- DATA SUPPLIED
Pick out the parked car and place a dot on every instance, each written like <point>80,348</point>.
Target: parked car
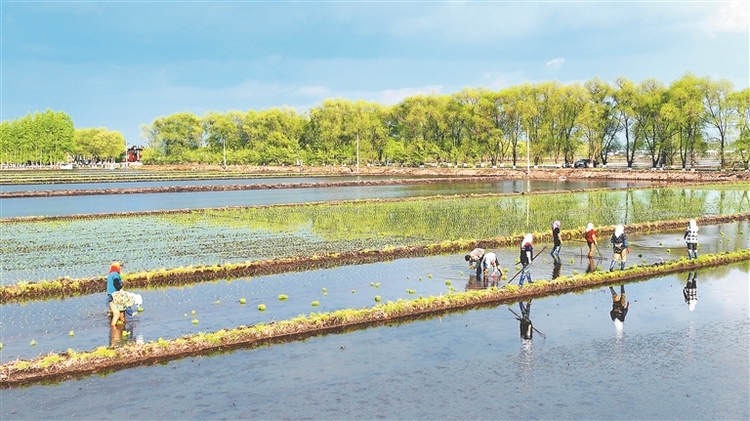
<point>585,163</point>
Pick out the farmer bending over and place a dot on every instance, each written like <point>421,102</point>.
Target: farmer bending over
<point>620,248</point>
<point>474,257</point>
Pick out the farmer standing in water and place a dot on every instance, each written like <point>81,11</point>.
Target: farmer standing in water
<point>590,236</point>
<point>557,243</point>
<point>527,255</point>
<point>620,248</point>
<point>691,238</point>
<point>114,281</point>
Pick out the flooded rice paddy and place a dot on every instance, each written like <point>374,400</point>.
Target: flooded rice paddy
<point>72,205</point>
<point>664,362</point>
<point>169,311</point>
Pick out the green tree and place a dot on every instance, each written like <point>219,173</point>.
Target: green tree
<point>600,120</point>
<point>99,144</point>
<point>719,113</point>
<point>740,103</point>
<point>685,95</point>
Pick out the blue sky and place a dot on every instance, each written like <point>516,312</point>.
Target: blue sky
<point>120,64</point>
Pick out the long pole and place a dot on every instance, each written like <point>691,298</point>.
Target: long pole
<point>532,324</point>
<point>532,259</point>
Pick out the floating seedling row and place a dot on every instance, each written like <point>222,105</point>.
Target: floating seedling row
<point>81,247</point>
<point>65,287</point>
<point>72,363</point>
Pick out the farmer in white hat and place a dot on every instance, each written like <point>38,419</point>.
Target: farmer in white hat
<point>691,238</point>
<point>620,248</point>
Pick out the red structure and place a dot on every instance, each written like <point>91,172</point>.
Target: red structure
<point>134,153</point>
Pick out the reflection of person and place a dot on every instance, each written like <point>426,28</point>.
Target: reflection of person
<point>489,260</point>
<point>590,236</point>
<point>556,242</point>
<point>619,305</point>
<point>526,327</point>
<point>123,302</point>
<point>527,255</point>
<point>592,266</point>
<point>620,248</point>
<point>114,280</point>
<point>690,292</point>
<point>691,238</point>
<point>474,257</point>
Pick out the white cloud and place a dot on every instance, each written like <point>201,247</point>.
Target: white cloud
<point>474,22</point>
<point>555,63</point>
<point>730,17</point>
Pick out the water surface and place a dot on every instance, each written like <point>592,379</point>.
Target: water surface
<point>664,362</point>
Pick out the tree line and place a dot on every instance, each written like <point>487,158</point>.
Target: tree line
<point>670,125</point>
<point>50,138</point>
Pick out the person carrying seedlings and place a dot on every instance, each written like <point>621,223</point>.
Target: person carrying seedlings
<point>114,280</point>
<point>123,302</point>
<point>489,260</point>
<point>620,248</point>
<point>619,305</point>
<point>690,292</point>
<point>527,255</point>
<point>590,236</point>
<point>691,238</point>
<point>474,257</point>
<point>557,243</point>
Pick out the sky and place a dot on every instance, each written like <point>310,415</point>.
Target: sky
<point>122,64</point>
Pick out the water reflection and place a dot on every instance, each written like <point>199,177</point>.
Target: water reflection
<point>620,306</point>
<point>690,292</point>
<point>526,327</point>
<point>591,268</point>
<point>122,333</point>
<point>556,269</point>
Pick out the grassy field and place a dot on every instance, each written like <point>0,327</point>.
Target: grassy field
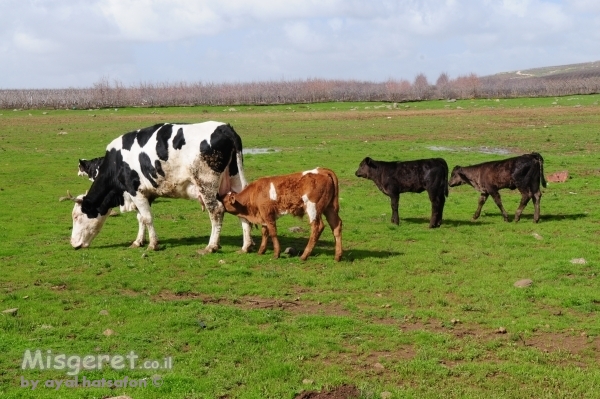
<point>409,312</point>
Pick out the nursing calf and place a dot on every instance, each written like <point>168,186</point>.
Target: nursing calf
<point>393,178</point>
<point>523,173</point>
<point>314,192</point>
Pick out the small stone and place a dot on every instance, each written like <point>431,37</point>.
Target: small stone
<point>523,283</point>
<point>558,177</point>
<point>291,251</point>
<point>11,312</point>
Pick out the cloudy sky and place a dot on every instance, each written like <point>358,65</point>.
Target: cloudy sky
<point>75,43</point>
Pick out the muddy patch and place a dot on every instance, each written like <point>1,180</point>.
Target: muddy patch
<point>255,151</point>
<point>481,149</point>
<point>341,392</point>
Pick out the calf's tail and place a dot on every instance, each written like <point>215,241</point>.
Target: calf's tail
<point>541,161</point>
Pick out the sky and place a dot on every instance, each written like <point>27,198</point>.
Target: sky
<point>76,43</point>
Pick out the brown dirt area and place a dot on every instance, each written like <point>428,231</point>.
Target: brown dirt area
<point>341,392</point>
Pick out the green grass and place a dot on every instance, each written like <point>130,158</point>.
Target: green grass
<point>248,326</point>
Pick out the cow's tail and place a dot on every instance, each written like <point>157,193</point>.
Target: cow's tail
<point>445,181</point>
<point>336,193</point>
<point>541,161</point>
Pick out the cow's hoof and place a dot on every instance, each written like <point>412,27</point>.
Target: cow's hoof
<point>207,250</point>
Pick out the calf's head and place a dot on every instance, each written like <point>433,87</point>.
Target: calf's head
<point>230,203</point>
<point>457,177</point>
<point>365,168</point>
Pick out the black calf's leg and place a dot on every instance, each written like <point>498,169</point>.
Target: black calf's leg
<point>498,201</point>
<point>395,200</point>
<point>482,200</point>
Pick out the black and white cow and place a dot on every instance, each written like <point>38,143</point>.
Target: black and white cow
<point>194,161</point>
<point>89,168</point>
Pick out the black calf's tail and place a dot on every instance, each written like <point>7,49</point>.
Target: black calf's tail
<point>541,160</point>
<point>445,182</point>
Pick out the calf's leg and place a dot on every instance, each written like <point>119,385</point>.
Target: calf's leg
<point>537,197</point>
<point>482,199</point>
<point>336,227</point>
<point>265,239</point>
<point>496,196</point>
<point>525,197</point>
<point>395,198</point>
<point>316,228</point>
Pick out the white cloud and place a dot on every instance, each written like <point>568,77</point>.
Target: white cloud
<point>75,42</point>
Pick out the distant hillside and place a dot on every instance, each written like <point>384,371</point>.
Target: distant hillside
<point>584,70</point>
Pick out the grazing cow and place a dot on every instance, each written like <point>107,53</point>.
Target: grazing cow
<point>394,178</point>
<point>314,192</point>
<point>89,168</point>
<point>523,173</point>
<point>195,161</point>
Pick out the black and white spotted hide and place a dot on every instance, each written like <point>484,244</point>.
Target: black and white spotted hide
<point>193,161</point>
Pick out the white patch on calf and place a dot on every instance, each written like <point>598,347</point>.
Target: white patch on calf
<point>272,192</point>
<point>311,208</point>
<point>314,171</point>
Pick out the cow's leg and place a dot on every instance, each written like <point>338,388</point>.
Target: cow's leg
<point>525,197</point>
<point>336,227</point>
<point>316,228</point>
<point>139,241</point>
<point>237,185</point>
<point>272,228</point>
<point>208,187</point>
<point>395,198</point>
<point>145,219</point>
<point>264,241</point>
<point>537,197</point>
<point>482,199</point>
<point>437,207</point>
<point>496,196</point>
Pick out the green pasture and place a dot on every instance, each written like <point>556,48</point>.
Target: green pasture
<point>409,312</point>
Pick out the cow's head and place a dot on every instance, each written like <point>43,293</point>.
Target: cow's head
<point>82,168</point>
<point>457,177</point>
<point>365,168</point>
<point>85,228</point>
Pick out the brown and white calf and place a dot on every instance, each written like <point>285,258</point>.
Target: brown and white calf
<point>313,192</point>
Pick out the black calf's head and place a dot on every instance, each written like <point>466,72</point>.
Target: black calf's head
<point>456,177</point>
<point>365,168</point>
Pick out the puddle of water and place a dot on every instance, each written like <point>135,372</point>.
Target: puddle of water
<point>247,151</point>
<point>483,149</point>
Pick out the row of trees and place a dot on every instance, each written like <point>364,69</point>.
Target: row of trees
<point>106,94</point>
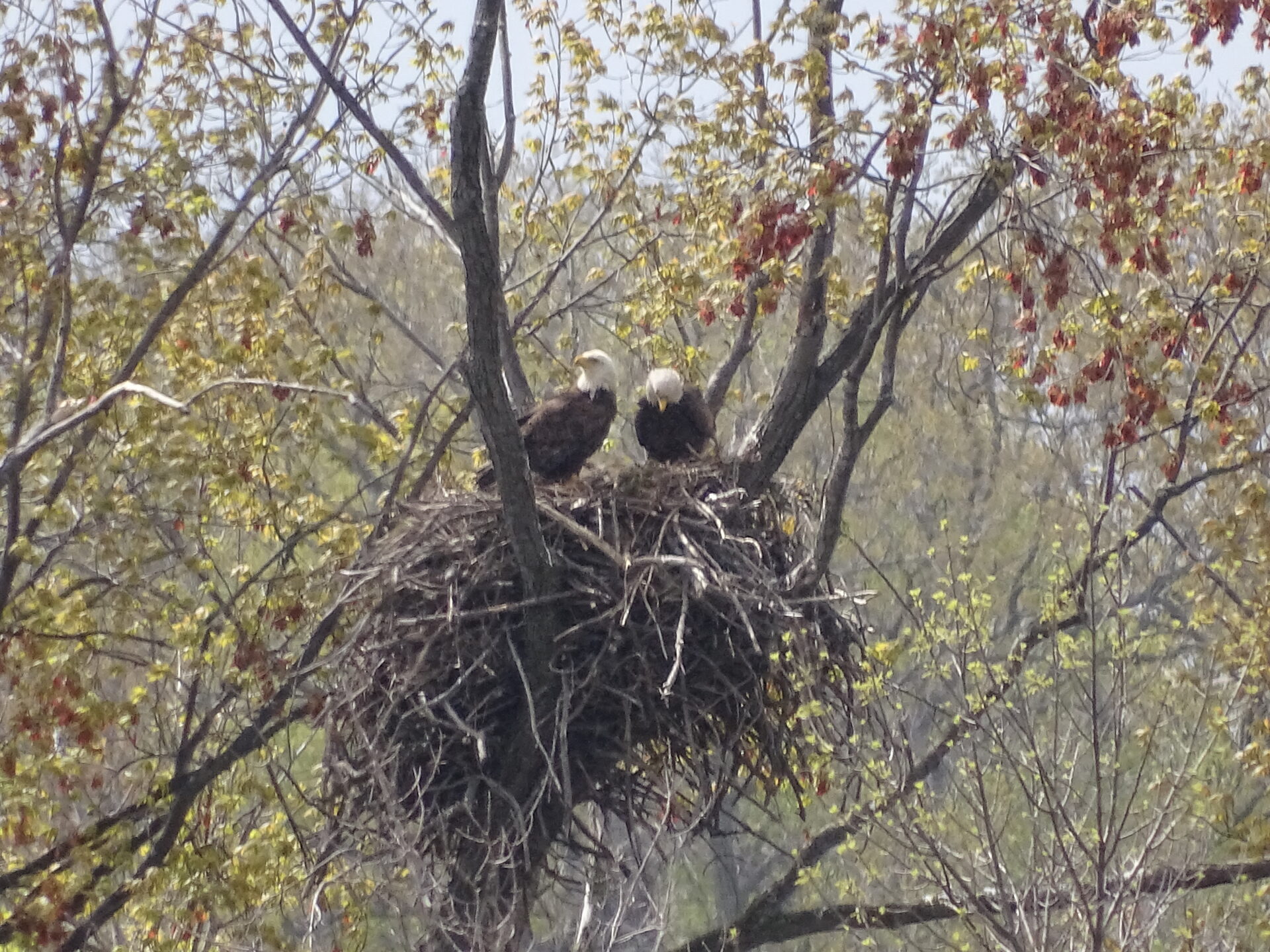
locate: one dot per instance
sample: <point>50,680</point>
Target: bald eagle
<point>673,422</point>
<point>563,432</point>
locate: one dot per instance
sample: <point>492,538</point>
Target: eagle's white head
<point>596,372</point>
<point>665,386</point>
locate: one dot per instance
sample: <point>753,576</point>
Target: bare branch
<point>898,916</point>
<point>403,165</point>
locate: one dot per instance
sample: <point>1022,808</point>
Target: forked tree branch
<point>769,904</point>
<point>342,92</point>
<point>807,383</point>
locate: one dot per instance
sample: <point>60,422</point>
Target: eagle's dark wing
<point>562,433</point>
<point>566,430</point>
<point>681,432</point>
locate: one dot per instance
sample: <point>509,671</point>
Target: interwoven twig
<point>686,669</point>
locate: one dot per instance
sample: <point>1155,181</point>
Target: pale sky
<point>1228,63</point>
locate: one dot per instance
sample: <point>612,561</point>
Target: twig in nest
<point>679,643</point>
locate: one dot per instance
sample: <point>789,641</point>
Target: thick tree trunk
<point>492,884</point>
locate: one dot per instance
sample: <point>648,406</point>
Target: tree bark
<point>491,892</point>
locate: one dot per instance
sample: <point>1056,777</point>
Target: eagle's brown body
<point>563,432</point>
<point>677,433</point>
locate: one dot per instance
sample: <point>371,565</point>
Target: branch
<point>716,390</point>
<point>898,916</point>
<point>403,165</point>
<point>769,903</point>
<point>16,459</point>
<point>806,385</point>
<point>487,306</point>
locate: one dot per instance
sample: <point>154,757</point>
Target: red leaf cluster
<point>781,230</point>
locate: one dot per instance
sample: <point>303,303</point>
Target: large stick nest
<point>683,666</point>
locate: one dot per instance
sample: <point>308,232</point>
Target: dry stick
<point>679,643</point>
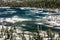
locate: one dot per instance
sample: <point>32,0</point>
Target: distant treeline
<point>40,4</point>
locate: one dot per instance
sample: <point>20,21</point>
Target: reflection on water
<point>31,17</point>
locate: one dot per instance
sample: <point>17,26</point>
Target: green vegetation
<point>37,3</point>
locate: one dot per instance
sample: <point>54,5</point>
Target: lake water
<point>32,17</point>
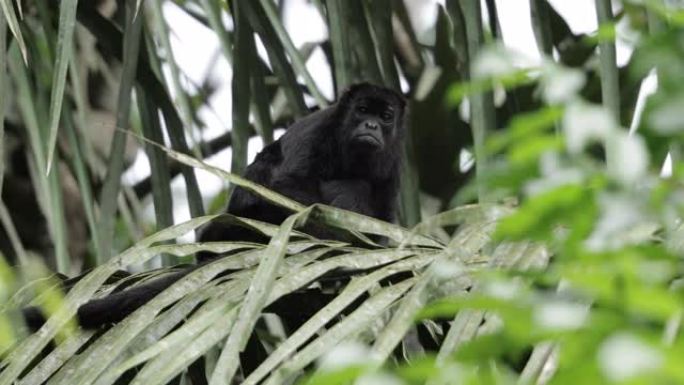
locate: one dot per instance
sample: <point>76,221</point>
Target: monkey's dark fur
<point>347,155</point>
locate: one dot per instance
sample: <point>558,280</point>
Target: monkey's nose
<point>372,125</point>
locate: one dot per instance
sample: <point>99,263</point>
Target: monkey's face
<point>371,122</point>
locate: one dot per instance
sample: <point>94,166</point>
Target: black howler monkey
<point>347,155</point>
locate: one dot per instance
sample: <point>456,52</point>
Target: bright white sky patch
<point>627,157</point>
<point>560,315</point>
<point>584,122</point>
<point>345,354</point>
<point>623,356</point>
<point>197,53</point>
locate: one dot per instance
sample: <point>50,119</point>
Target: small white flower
<point>493,61</point>
<point>666,119</point>
<point>623,356</point>
<point>343,355</point>
<point>378,379</point>
<point>627,157</point>
<point>619,215</point>
<point>560,84</point>
<point>560,315</point>
<point>584,123</point>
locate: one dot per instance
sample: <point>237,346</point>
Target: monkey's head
<point>369,131</point>
<point>373,118</point>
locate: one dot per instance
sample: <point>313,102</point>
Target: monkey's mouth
<point>368,140</point>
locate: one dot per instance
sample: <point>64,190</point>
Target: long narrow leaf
<point>610,86</point>
<point>65,42</point>
<point>11,18</point>
<point>112,184</point>
<point>295,56</point>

- PROBLEM TO WORK ON
Retype the lines between the one containing "Pick out the farmer standing" and the one containing "<point>730,17</point>", inclusive, with nothing changed.

- EXERCISE SOLUTION
Pick out the farmer standing in water and place a dot on every instance, each written like <point>81,11</point>.
Target: farmer standing in water
<point>590,236</point>
<point>557,243</point>
<point>527,255</point>
<point>620,248</point>
<point>691,238</point>
<point>114,281</point>
Pick out the flooded rice paddy and place a dot on every instance, each written like <point>374,400</point>.
Target: flooded rice paddy
<point>72,205</point>
<point>664,362</point>
<point>169,311</point>
Pick out the green tree and place a dot on every instance, each written like <point>219,173</point>.
Target: green tree
<point>600,120</point>
<point>99,144</point>
<point>719,113</point>
<point>740,103</point>
<point>685,95</point>
Pick out the blue sky and place a dot on every instance, each written like <point>516,312</point>.
Target: blue sky
<point>120,64</point>
Pick out the long pole and place a dot on every instance, each written like <point>691,298</point>.
Target: long pole
<point>532,324</point>
<point>532,259</point>
Pick out the floating seedling row and place a dot on every instance, each written like <point>222,105</point>.
Target: floating seedling row
<point>81,247</point>
<point>65,287</point>
<point>72,363</point>
Pick out the farmer in white hat and place a dot on every instance, each written like <point>38,419</point>.
Target: farmer in white hat
<point>691,238</point>
<point>620,248</point>
Pick out the red structure and place a dot on every instance, each written like <point>91,172</point>.
Target: red structure
<point>134,153</point>
Pick out the reflection of person and place a dot on every instance, each written like <point>426,28</point>.
Target: reflection of person
<point>489,260</point>
<point>590,236</point>
<point>556,242</point>
<point>619,305</point>
<point>526,327</point>
<point>123,302</point>
<point>527,255</point>
<point>592,266</point>
<point>620,248</point>
<point>114,280</point>
<point>690,292</point>
<point>691,238</point>
<point>474,257</point>
Pick out the white cloud and place a dot on every instance, each written like <point>201,247</point>.
Target: white cloud
<point>474,22</point>
<point>555,63</point>
<point>730,17</point>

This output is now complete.